# START OF Materials provided

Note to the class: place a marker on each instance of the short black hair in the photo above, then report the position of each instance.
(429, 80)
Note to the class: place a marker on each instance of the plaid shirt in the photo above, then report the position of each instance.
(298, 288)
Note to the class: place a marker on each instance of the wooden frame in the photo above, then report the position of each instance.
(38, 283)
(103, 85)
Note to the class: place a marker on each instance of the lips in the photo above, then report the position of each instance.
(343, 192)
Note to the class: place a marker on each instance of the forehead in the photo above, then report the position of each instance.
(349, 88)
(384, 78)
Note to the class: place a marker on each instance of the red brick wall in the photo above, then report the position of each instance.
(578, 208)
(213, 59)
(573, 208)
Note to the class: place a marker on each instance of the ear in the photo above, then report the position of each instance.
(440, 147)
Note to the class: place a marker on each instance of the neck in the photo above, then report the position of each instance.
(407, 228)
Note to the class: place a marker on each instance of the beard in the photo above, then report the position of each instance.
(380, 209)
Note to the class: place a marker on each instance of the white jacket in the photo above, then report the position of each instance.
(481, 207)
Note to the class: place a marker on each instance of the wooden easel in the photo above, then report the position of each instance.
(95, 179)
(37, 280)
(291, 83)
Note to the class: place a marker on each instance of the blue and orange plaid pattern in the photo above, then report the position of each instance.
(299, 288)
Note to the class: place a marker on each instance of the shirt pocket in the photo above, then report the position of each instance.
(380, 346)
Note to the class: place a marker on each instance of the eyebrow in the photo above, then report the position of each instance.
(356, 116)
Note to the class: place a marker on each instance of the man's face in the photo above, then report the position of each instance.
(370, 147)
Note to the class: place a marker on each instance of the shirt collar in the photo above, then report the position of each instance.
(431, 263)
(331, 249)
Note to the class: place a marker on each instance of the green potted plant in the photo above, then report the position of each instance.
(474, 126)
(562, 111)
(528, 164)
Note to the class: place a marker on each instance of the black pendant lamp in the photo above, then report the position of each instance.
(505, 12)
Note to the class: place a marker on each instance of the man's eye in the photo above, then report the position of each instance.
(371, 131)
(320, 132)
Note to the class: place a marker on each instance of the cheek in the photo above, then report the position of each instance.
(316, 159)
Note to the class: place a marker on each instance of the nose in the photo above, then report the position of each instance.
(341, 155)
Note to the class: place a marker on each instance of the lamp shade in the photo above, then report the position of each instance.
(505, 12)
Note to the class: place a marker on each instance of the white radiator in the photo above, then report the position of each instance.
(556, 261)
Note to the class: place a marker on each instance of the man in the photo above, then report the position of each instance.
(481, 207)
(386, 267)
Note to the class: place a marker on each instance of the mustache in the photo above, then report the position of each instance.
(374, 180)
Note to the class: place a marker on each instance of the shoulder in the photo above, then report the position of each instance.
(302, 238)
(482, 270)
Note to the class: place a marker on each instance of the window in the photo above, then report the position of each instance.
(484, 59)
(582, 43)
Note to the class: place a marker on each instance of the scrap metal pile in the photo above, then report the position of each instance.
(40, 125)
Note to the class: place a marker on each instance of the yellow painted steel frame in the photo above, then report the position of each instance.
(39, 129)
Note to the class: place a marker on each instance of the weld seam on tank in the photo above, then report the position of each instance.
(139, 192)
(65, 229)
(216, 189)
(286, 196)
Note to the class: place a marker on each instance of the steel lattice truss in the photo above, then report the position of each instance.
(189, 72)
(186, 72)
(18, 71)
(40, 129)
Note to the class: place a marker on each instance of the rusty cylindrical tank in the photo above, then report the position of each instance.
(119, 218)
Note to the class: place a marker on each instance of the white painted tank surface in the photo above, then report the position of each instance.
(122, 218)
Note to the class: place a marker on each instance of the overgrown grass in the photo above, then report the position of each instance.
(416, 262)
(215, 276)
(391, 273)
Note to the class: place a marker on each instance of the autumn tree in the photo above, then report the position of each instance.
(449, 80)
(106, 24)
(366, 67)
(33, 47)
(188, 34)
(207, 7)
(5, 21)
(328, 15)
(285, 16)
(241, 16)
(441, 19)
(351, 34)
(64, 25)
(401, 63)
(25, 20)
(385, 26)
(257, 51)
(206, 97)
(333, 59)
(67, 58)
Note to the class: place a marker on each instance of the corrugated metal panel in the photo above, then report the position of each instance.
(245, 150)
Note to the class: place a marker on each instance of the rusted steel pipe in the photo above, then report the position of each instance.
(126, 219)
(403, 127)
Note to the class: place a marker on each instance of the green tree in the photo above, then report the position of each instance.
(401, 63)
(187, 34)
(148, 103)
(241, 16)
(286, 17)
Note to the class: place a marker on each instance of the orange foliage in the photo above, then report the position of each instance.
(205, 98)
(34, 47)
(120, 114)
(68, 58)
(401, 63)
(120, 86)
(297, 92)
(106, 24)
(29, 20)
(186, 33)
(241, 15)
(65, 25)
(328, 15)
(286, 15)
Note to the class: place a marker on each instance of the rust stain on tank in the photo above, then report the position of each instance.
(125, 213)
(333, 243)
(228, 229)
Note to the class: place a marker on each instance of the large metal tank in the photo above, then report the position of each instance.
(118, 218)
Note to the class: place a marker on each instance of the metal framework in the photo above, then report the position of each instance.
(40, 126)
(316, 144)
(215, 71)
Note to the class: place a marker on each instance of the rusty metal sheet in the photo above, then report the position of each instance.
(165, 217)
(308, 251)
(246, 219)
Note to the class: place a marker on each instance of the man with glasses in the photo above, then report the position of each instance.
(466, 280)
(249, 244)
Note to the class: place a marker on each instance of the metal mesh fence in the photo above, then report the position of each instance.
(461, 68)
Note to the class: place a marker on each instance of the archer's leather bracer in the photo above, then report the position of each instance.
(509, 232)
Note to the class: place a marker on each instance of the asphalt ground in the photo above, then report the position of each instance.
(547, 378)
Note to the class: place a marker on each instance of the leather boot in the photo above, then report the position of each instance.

# END OF Materials provided

**Problem to work on:** Reproduce the data above in full, swapping every "place a marker on" for "put a dot on" and keeping everything else unchanged.

**Full solution:**
Note to the class: put a dot on each instance of the short black hair in the photo above, then report the position of each instance.
(429, 80)
Note to the class: put a dot on each instance of the plaid shirt in the photo above, then report the position of each instance.
(298, 288)
Note to the class: put a dot on each instance of the wooden frame in the photo above, then report the position of each instance.
(38, 283)
(103, 85)
Note to the class: put a dot on each instance of the lips in the photo above, then report the position of each instance.
(343, 192)
Note to the class: put a dot on each instance of the forehead in the photo above, then report the position of each instance.
(349, 88)
(384, 78)
Note to the class: put a dot on each instance of the red brick wall in the photo above, then report the position of each instance.
(578, 208)
(213, 59)
(573, 208)
Note to the class: put a dot on each instance of the ear in the photo above, then report the position of each instance.
(440, 147)
Note to the class: put a dot on each instance of the neck in the photo above, then report the position of each instance.
(407, 228)
Note to the class: put a dot on each instance of the beard in the photo above, then report the position of each instance.
(380, 209)
Note to the class: put a dot on each instance of the white jacket in the photo above, then report the position of each instance.
(481, 207)
Note to the class: put a dot on each instance of the wooden easel in the photo above, then report the position of each instance.
(95, 179)
(37, 280)
(291, 83)
Note to the class: put a dot on each instance of the blue and orange plaid pattern in the photo above, then report the position of each instance.
(299, 288)
Note to the class: put a dot on each instance of the shirt pocket in the photo above, then report the position of each instance.
(380, 346)
Note to the class: put a dot on each instance of the eyebrow in the photo above, then report the position of each instance.
(356, 116)
Note to the class: put a dot on each instance of the man's face in the photo above, then report the position of each instance.
(370, 147)
Note to the class: put a dot on each instance of the shirt collar in the photo above, then report the position of each instance.
(431, 263)
(331, 249)
Note to the class: put a dot on each instance of the green potted plant in the photo above, then report the position of each instance.
(474, 126)
(562, 111)
(528, 164)
Note to the class: put a dot on each instance of the black pendant lamp in the photo above, then report the position of each instance.
(505, 12)
Note to the class: put a dot on each instance of the man's eye in the photo above, then report the position of each instance.
(371, 131)
(320, 132)
Note to the class: put a dot on each instance of the cheek in the photo above, then report the position of each instance.
(316, 159)
Note to the class: put a dot on each instance of the nose in the photo above, then report the position of each instance.
(341, 155)
Note to the class: put a dot on each instance of the lamp shade in the photo above, then report the position of each instance.
(505, 12)
Note to the class: put a dot on each instance of the white radiator in the photo above, then report the position of each instance.
(556, 261)
Note to the class: put a dot on each instance of the man in the photo above, then report the position of each instance.
(481, 207)
(386, 267)
Note to the class: put a dot on each instance of the mustache in the photo above, then report the position of each instance.
(374, 180)
Note to the class: put a dot on each instance of the shoulder in the photo above, then report the position of each instance.
(302, 238)
(482, 270)
Note to the class: put a dot on each instance of the window in the photo above, then report the position of each instance.
(484, 59)
(582, 43)
Note to the class: put a dot on each instance of the scrap metal pile in the photo above, then report the position of each instance.
(40, 125)
Note to the class: put a dot on each instance of the yellow painted steel frame in the photo above, then report the position of each instance.
(39, 129)
Note to the class: put a dot on each instance of the weld seam on tank in the photo above, then report the position of each instance.
(139, 192)
(65, 229)
(216, 189)
(286, 196)
Note to the class: put a dot on each instance of the steel lattice truss in the photo above, then report the position of each instance.
(189, 72)
(186, 72)
(18, 71)
(40, 129)
Note to the class: put a dot on each instance of the rusty cylindrical tank in the photo above, then report the position of each instance.
(119, 218)
Note to the class: put a dot on each instance of the white painted tank surface in the photo above, then report the position of each instance.
(122, 218)
Note to the class: put a dot on each instance of the overgrown grass in the photo above, then report the position of each instance.
(416, 262)
(215, 276)
(391, 273)
Note to the class: put a dot on each instance of the autumn tree in the photo above, then report the position of each instance.
(449, 80)
(106, 24)
(366, 67)
(33, 47)
(188, 34)
(207, 7)
(5, 21)
(328, 15)
(285, 16)
(241, 16)
(441, 19)
(351, 34)
(64, 25)
(401, 63)
(25, 20)
(385, 26)
(257, 51)
(206, 97)
(333, 59)
(67, 58)
Note to the class: put a dot on each instance of the corrugated metal panel in the photo above, then report the position of each instance.
(245, 150)
Note to the class: put a dot on each instance of the rusted steel pipe in the photo above, then report the position of each instance.
(126, 219)
(403, 127)
Note to the class: put a dot on each instance of the green tree in the photo above, then report the position of each instance.
(401, 63)
(187, 34)
(148, 103)
(241, 16)
(286, 17)
Note to the class: put a dot on each instance of the orange foliage in the photo above, then report the position of each instance.
(205, 98)
(34, 47)
(120, 114)
(68, 58)
(401, 63)
(120, 86)
(297, 92)
(106, 24)
(29, 20)
(186, 33)
(241, 15)
(65, 25)
(328, 15)
(286, 15)
Note to the class: put a dot on each instance of the rust stain on tank in the photo above, then report the position of each instance.
(125, 213)
(333, 243)
(228, 229)
Note to the class: put a dot on each instance of the large metal tank in the photo above, then report the position of each instance.
(118, 218)
Note to the class: put a dot on each instance of the metal framework in the photo above, then report the position of each instance.
(40, 126)
(316, 144)
(215, 71)
Note to the class: put a dot on each instance of the rusty metal sheet in the photo above, then report the position of each instance.
(165, 217)
(308, 251)
(246, 219)
Note to the class: put a dot on each instance of the man with glasses in the photo above, then report the position of each instance.
(466, 280)
(249, 244)
Note to the class: put a dot on each instance of the metal mesh fence in the photo above, then report the position of each instance.
(461, 68)
Note to the class: put a dot on each instance of the archer's leather bracer in the photo above, then report the position of each instance.
(509, 232)
Note to the class: put a dot on each instance of the asphalt ground in the photo above, then report the position of each instance.
(547, 378)
Note to the class: put a dot on each instance of the leather boot in the photo above, then report the position of each instance.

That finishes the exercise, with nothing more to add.